Please copy out the lines in the entries that contain "Target".
Top of STUDY MATERIAL
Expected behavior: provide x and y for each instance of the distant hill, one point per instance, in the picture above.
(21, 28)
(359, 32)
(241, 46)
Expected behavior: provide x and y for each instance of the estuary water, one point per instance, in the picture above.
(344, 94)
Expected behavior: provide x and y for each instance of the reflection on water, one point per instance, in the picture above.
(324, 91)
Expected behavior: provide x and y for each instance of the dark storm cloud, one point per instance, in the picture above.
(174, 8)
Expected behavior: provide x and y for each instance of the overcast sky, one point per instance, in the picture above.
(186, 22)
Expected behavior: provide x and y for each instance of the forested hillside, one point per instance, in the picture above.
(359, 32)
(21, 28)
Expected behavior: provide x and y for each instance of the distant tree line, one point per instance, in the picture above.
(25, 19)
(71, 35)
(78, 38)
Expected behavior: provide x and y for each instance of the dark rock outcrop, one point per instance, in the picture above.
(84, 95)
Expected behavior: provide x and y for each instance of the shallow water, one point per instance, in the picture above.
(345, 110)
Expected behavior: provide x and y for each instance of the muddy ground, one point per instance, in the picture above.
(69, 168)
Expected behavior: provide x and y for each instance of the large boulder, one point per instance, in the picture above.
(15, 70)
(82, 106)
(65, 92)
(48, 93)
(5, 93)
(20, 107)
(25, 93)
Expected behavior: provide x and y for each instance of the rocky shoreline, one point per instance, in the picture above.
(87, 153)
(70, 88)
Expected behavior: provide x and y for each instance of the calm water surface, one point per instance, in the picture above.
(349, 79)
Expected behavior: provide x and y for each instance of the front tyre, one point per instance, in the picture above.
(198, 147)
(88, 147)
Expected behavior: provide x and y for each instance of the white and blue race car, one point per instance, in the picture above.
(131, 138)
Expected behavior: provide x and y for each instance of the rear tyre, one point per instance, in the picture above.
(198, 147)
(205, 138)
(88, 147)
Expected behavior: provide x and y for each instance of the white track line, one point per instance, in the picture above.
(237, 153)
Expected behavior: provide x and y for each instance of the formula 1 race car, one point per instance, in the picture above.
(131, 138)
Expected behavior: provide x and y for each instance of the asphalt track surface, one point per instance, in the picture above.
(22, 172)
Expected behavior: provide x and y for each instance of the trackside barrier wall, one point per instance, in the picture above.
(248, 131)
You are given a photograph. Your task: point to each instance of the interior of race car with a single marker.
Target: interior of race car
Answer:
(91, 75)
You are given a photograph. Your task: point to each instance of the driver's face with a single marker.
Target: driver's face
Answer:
Bottom of STUDY MATERIAL
→ ANSWER SECTION:
Target: interior of race car
Target: driver's face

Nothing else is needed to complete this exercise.